─── Data provided ───

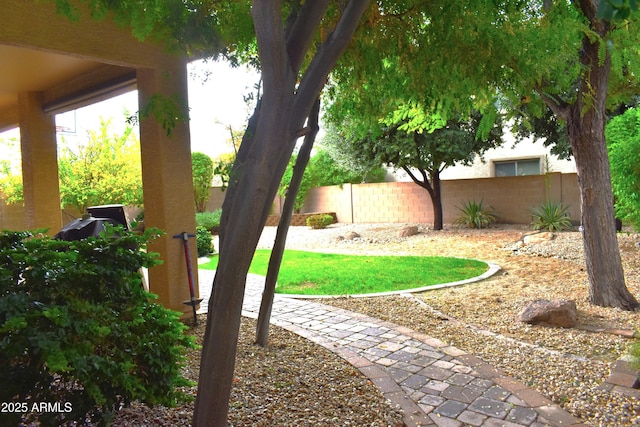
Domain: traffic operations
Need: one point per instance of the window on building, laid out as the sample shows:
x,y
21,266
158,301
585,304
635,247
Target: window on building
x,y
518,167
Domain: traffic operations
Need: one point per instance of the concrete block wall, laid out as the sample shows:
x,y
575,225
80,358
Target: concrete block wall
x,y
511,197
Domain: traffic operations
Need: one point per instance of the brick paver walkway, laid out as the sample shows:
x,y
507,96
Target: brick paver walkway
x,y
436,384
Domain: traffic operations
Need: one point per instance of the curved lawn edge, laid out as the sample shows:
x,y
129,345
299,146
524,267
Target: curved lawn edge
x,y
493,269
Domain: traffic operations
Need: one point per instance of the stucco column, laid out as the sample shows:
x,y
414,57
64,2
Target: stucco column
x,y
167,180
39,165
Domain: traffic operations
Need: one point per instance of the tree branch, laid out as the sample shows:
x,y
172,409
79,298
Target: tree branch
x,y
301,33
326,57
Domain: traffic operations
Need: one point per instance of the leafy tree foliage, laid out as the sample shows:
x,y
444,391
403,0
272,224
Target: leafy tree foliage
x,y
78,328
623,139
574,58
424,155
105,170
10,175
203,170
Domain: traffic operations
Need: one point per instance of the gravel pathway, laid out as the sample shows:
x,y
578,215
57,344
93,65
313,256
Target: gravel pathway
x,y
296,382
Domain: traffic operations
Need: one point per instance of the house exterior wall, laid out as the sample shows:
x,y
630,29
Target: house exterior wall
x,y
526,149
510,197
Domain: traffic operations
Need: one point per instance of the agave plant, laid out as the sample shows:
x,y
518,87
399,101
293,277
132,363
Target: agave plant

───
─── Data provided ───

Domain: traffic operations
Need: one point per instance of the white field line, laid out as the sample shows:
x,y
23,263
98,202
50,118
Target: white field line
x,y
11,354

───
─── Data provided ───

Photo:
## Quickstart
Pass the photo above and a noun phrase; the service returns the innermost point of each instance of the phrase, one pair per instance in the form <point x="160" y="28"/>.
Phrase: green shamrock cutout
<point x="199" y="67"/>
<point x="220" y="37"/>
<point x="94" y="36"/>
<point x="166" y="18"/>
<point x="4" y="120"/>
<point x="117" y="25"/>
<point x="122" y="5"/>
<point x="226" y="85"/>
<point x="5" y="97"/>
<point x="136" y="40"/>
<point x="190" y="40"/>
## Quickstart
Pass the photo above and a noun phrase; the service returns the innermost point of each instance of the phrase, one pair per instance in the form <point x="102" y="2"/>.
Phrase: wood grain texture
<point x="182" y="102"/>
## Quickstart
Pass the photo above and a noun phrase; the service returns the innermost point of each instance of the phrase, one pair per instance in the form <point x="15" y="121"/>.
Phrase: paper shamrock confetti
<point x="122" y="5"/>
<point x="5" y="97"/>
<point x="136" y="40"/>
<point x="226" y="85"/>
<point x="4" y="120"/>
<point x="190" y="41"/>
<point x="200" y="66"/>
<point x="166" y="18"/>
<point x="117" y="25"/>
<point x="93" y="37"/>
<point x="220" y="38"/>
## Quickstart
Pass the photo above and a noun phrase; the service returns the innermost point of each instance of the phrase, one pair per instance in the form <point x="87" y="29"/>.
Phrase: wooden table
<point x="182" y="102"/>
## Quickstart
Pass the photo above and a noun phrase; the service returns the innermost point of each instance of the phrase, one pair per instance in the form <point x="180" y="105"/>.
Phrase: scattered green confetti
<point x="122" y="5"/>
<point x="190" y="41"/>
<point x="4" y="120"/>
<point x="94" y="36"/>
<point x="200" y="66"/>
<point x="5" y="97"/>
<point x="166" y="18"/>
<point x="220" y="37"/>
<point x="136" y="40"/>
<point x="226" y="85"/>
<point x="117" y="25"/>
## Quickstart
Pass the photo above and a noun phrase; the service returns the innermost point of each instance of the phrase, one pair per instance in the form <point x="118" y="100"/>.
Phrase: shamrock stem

───

Give back, word for word, only the lines above from the line holding "Phrase: paper shamrock confetti" to the line holding "Phrase: shamrock stem", both included.

_Result of the exercise_
Phrase: paper shamrock confetti
<point x="122" y="5"/>
<point x="5" y="97"/>
<point x="136" y="40"/>
<point x="226" y="85"/>
<point x="4" y="120"/>
<point x="190" y="41"/>
<point x="200" y="66"/>
<point x="166" y="18"/>
<point x="117" y="25"/>
<point x="93" y="37"/>
<point x="220" y="38"/>
## Quickstart
Pass the photo above and a noun phrase; the service returns the innermost point of each instance of the phrase, one pair per instance in the form <point x="87" y="29"/>.
Phrase: wooden table
<point x="182" y="102"/>
## Quickstart
Pass the photo above and a noun phrase; the service returns the innermost point of each instance of the phrase, one pair per instance in the form <point x="180" y="105"/>.
Phrase: scattered green confetti
<point x="122" y="5"/>
<point x="190" y="41"/>
<point x="4" y="120"/>
<point x="94" y="36"/>
<point x="200" y="66"/>
<point x="5" y="97"/>
<point x="166" y="18"/>
<point x="220" y="37"/>
<point x="136" y="40"/>
<point x="226" y="85"/>
<point x="117" y="25"/>
## Quickstart
Pass the photo above and a noun phrase; the service returns the innermost point of each instance of the phrase, one pair per instance in the form <point x="118" y="100"/>.
Phrase: shamrock stem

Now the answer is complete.